SET PROBLEM: Copy out all of the records below, replacing every "endpoint" with "annotator" and changing nothing else.

RECORDS PROVIDED:
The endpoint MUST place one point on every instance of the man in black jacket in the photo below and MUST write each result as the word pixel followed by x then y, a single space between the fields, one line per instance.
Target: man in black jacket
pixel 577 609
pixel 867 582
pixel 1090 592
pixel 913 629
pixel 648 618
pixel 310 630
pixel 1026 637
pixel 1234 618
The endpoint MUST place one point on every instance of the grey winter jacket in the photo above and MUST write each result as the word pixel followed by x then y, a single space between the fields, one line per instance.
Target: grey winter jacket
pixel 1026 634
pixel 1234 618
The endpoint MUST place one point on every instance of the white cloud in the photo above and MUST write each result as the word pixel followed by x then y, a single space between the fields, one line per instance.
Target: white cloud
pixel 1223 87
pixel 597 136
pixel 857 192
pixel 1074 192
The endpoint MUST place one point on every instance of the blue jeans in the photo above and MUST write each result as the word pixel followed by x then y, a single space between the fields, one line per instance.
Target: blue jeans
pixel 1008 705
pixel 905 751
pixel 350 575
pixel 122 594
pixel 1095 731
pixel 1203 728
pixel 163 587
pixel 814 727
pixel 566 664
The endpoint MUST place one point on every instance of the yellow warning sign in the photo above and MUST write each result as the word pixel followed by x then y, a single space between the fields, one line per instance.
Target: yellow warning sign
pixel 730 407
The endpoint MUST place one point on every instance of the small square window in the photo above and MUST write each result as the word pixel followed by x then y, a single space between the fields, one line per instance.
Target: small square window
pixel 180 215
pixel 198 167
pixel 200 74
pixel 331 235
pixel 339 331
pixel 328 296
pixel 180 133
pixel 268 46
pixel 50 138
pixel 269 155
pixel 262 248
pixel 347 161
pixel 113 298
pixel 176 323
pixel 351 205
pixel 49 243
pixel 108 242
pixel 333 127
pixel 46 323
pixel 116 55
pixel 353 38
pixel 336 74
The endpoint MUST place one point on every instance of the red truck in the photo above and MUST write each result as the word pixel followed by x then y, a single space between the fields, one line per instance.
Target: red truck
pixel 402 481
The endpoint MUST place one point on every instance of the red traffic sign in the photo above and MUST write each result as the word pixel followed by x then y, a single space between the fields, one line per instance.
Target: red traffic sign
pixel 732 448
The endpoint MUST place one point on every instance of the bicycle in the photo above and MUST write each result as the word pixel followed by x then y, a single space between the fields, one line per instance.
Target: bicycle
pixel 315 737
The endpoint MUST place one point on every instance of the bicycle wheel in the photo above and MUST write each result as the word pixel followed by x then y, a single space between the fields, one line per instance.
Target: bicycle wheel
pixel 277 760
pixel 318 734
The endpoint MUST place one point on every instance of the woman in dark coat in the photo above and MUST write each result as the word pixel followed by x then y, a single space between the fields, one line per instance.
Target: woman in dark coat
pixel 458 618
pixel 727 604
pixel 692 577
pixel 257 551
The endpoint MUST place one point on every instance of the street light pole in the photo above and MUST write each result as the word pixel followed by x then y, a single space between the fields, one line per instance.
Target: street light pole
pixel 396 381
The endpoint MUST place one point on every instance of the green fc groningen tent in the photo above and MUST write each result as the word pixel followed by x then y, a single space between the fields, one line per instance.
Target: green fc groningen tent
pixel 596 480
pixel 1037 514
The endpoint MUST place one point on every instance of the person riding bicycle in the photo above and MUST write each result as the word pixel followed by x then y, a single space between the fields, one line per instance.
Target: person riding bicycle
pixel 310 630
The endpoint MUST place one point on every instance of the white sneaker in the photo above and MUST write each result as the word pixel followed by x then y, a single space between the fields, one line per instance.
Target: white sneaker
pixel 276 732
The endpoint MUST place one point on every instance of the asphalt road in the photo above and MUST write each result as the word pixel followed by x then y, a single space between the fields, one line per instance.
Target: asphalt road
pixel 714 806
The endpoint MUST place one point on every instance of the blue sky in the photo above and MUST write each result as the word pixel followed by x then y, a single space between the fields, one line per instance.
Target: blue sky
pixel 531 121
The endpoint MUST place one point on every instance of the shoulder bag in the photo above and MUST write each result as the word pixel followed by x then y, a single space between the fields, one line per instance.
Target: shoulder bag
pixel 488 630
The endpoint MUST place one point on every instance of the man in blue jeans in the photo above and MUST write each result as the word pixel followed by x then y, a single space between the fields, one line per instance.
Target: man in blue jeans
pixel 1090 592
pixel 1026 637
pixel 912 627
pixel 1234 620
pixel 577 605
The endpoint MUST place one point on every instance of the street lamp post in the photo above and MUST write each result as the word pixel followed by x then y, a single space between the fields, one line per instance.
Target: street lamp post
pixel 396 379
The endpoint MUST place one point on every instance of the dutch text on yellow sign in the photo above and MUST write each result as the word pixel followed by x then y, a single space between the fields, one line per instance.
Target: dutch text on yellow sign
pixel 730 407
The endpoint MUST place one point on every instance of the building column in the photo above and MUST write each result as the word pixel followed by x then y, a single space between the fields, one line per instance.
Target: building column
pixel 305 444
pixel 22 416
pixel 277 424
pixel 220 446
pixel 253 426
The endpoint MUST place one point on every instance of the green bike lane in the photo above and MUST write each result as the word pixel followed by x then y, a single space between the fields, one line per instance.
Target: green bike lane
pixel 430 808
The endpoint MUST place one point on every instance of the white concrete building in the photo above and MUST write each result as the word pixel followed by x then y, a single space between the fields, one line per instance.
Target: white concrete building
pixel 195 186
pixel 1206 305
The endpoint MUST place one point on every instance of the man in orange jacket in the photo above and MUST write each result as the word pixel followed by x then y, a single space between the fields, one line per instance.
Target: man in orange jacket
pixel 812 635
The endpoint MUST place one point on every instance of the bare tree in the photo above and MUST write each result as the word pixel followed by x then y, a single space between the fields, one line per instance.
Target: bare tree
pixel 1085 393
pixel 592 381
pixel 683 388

FINISHED EXERCISE:
The annotator MUST place one point on every instance of the man in black jacket in the photo below and MUST write each result as the word pixel followed by x then y, a single space between the fields, one line per instance.
Target: man in black jacket
pixel 577 609
pixel 867 582
pixel 1090 592
pixel 913 629
pixel 648 618
pixel 310 630
pixel 1026 637
pixel 1234 618
The annotator MUST place one point on every instance of the grey winter jacket in the photo above and MUST write each result as the word pixel followed by x then y, a single space between the fields, one line per instance.
Target: grey winter jacket
pixel 1026 634
pixel 1234 618
The annotator MUST place one point on every instance of the white cloud in the photo above and MUST write each result as the word pixel followed by x then y, a single space between the fields, one line per instance.
Target: white cloud
pixel 1223 87
pixel 597 136
pixel 857 192
pixel 1074 192
The annotator MUST place one point on every instance of the blue jeans in the photo above and MUST write each result as the word pixel followed by x then y, a single space between the fields, one line per instance.
Target: blue jeans
pixel 1008 705
pixel 905 751
pixel 350 575
pixel 122 594
pixel 1095 731
pixel 1203 728
pixel 163 587
pixel 814 727
pixel 566 664
The annotator MUST place one point on every instance of the yellow warning sign in the photo above and MUST write each result as the word pixel followed by x then y, a single space between the fields, one line per instance.
Target: yellow warning sign
pixel 730 407
The annotator MUST place one point on every instance of the small square window in the photo above and MUST write each result as the word pixel followed by x then y, a single space between the fields, one line per instance.
Target: small square window
pixel 180 215
pixel 198 167
pixel 200 74
pixel 331 235
pixel 339 331
pixel 328 296
pixel 180 133
pixel 268 46
pixel 50 138
pixel 269 155
pixel 262 248
pixel 347 161
pixel 113 298
pixel 176 323
pixel 351 205
pixel 49 243
pixel 108 242
pixel 333 127
pixel 46 323
pixel 116 55
pixel 353 38
pixel 336 74
The annotator MUST place one point on every instance of the red truck in the photo above and MUST write each result as the word pixel followed by x then y, a single space between the fields, one line per instance.
Target: red truck
pixel 402 481
The annotator MUST place one point on every instance of the red traffic sign in the photo above and MUST write each result as the word pixel followed by x then y, a single space between the fields, one line per instance.
Target: red traffic sign
pixel 732 448
The annotator MUST place one point on every instance of the bicycle in the photo above and MUST write each result as the word pixel followed by x then y, a single space between the fields, one line per instance.
Target: bicycle
pixel 315 737
The annotator MUST place one point on every instance of the bicycle wheel in the photo above and MUST write each result as the word pixel followed by x then y, a single space between the fields, one line per instance.
Target: bicycle wheel
pixel 277 760
pixel 318 734
The annotator MUST place one point on every instance of the woman in dark coat in the photo above and MUST write each result as the word pixel followed by x then y, a single space between the fields, one line per instance.
Target: woman in dark coat
pixel 458 618
pixel 727 604
pixel 692 577
pixel 257 551
The annotator MUST place one point on every instance of the street light pole in the photo above and MUST write each result as the word pixel followed by x then y, a single space between the fields, one line per instance.
Target: street light pole
pixel 396 381
The annotator MUST place one point on every instance of the green fc groningen tent in the photo above and MUST write each result as the word pixel followed by x then y, a single space between the fields, one line per instance.
Target: green fc groningen tent
pixel 596 480
pixel 1037 514
The annotator MUST place one point on every instance of the person riding bicycle in the photo above and MUST write each result as the word pixel followed by x then y, a single space between the fields, one line per instance.
Target: person riding bicycle
pixel 310 630
The annotator MUST place one point on every instance of the white sneaker in the photo above and MUST write each result as the word pixel followed by x then y, a single space between the fields, one line per instance.
Target: white sneaker
pixel 276 732
The annotator MUST place one point on every instance of the asphalt road in the photo above and MUST write each result as the word pixel followed by x then y, a single space between the fields, one line per instance.
Target: asphalt road
pixel 714 806
The annotator MUST place one point on every instance of the blue sky in the photo above and MUST write each result as the word pixel followed by x then y, a single space between the fields, one line per instance.
Target: blue sky
pixel 531 121
The annotator MUST place one point on every instance of the shoulder bag in the photo above and MUST write each result as the word pixel followed by x then y, a single space between the fields, one line per instance.
Target: shoulder bag
pixel 488 630
The annotator MUST place one point on every instance of the man in blue jeans in the photo above and MUST write each result as the word pixel followed by x then y, a single space between the fields, one line per instance.
Target: man in blue jeans
pixel 1090 592
pixel 1026 637
pixel 912 627
pixel 1234 620
pixel 577 605
The annotator MUST place one point on every instance of the street lamp post in the photo above and MUST write each result as the word pixel followed by x then y, a single space between the fields, one line per instance.
Target: street lamp post
pixel 396 379
The annotator MUST place one point on every instance of the dutch text on yellow sign in the photo above and MUST write each result as the word pixel followed by x then y, a single space between the fields, one line per instance.
Target: dutch text on yellow sign
pixel 730 407
The annotator MUST place one point on every instance of the building column in the photo above and MUST write each result as the word pixel followed by x then y, a single space between the fields, one line per instance.
Target: building column
pixel 305 444
pixel 22 416
pixel 277 424
pixel 220 446
pixel 253 426
The annotator MUST place one point on every instance of the green bike lane in the photo above and MUST write each result as the word pixel followed by x then y, a single space between the fields, one line per instance.
Target: green bike lane
pixel 430 808
The annotator MUST place one point on every instance of the white concrete building in the photo above and MUST write each result as the word pixel followed by x then y, a single space between the fields, one line per instance.
Target: white concrete building
pixel 195 186
pixel 1206 305
The annotator MUST place one point on every instance of the man in orange jacket in the photo above and MUST write each result as the word pixel followed by x then y, a single space between the fields, one line per instance.
Target: man in orange jacket
pixel 812 635
The annotator MUST place one point on every instance of the bare tree in the photo above and MUST write each result as the word pixel followed by x then y, a single space between the fields, one line per instance.
Target: bare tree
pixel 1085 393
pixel 592 381
pixel 683 388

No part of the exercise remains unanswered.